• _WHAT THE TASK REQUIRES_:
Reproduce the records from the line containing "Where can the number" through the final line of the records, both included, keeping every line and offsetting each coordinate in the answers by adding 129 to both of its numbers.

• _DATASET ENTRIES_:

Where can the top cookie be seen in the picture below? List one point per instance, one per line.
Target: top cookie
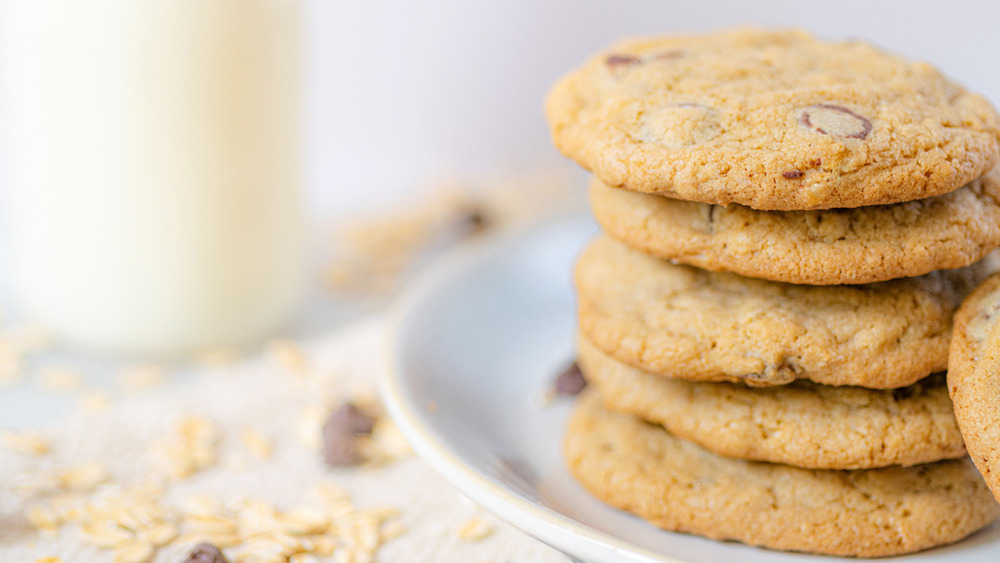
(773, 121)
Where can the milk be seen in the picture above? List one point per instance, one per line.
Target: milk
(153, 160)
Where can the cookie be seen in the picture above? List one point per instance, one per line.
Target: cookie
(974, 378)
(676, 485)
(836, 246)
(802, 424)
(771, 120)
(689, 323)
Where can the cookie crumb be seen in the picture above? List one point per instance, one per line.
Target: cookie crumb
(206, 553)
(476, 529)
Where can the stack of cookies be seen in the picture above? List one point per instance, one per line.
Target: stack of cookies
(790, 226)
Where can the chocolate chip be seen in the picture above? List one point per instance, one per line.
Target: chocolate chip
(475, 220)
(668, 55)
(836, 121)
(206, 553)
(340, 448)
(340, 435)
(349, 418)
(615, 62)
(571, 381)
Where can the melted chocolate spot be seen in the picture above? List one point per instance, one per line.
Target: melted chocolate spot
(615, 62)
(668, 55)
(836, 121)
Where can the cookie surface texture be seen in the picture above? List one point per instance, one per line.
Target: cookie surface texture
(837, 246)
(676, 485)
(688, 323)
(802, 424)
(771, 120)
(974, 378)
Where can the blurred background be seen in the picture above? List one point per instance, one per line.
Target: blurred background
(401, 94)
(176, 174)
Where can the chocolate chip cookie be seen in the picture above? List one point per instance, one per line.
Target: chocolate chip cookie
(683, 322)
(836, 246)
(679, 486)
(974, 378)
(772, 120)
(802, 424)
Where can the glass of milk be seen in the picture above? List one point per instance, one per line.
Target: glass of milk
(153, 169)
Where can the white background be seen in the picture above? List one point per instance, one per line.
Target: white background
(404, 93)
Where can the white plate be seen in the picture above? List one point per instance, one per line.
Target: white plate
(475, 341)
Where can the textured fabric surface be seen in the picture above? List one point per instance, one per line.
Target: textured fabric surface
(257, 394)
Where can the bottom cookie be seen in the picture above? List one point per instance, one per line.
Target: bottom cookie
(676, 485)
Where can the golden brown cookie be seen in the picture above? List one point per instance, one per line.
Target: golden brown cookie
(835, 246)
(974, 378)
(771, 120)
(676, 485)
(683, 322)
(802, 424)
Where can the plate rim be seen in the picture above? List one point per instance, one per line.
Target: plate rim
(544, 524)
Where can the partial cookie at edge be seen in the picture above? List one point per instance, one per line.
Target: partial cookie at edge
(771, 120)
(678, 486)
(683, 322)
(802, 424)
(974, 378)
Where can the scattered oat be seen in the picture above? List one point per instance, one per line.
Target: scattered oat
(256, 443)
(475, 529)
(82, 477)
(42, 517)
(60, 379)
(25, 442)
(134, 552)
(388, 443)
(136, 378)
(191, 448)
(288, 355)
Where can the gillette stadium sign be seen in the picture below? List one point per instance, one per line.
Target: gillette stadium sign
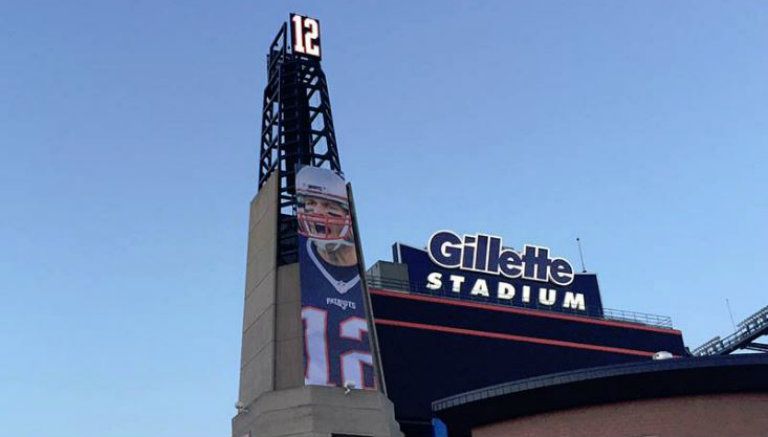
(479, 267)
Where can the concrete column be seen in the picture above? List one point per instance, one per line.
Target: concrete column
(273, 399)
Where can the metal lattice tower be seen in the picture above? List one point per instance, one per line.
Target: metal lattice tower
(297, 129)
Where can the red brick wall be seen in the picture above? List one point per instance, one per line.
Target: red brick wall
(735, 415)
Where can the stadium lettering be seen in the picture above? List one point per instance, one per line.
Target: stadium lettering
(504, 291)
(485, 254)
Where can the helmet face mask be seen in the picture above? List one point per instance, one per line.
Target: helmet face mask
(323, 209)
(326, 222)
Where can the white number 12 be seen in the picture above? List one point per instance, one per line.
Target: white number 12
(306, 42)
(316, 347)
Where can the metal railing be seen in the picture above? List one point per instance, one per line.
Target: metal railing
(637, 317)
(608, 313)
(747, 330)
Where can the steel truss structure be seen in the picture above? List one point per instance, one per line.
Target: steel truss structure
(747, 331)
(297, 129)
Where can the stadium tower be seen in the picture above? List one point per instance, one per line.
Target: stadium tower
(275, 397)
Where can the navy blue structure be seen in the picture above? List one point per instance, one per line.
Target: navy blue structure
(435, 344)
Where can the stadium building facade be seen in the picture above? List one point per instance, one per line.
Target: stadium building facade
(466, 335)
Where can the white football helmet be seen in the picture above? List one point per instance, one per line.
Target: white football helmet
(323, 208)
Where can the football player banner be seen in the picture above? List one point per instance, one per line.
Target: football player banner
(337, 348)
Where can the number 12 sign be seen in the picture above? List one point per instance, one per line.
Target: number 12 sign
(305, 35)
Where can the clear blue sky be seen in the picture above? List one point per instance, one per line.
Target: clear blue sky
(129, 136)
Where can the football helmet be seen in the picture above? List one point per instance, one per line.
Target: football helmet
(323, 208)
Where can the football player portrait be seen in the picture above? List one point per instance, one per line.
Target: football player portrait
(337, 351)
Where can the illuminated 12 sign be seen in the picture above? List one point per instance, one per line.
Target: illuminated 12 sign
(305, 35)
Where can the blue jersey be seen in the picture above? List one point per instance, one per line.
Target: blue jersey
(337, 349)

• _RESPONSE FOR THIS EXERCISE_:
Where can the number 12 sign be seen in the picture above? List one point per instance, one per line.
Target: number 12 sign
(434, 164)
Where can the clear blue sky be seen in the picture above? List one point per instance, one per line.
Target: clear blue sky
(258, 265)
Where can the football helmet be seen in the picture above? List one point per instance, one per line.
Target: football helmet
(452, 337)
Where can the football player portrait be seen in the picture above? List one point per instance, one per line.
Target: football player portrait
(466, 480)
Where can the illuminated 12 sign be seen in the picture above? List one point per instance, one per line.
Target: illuminated 12 sign
(434, 164)
Where can the blue jersey be seen in the picture above? List one point per instance, one per line.
Target: blue jersey
(466, 478)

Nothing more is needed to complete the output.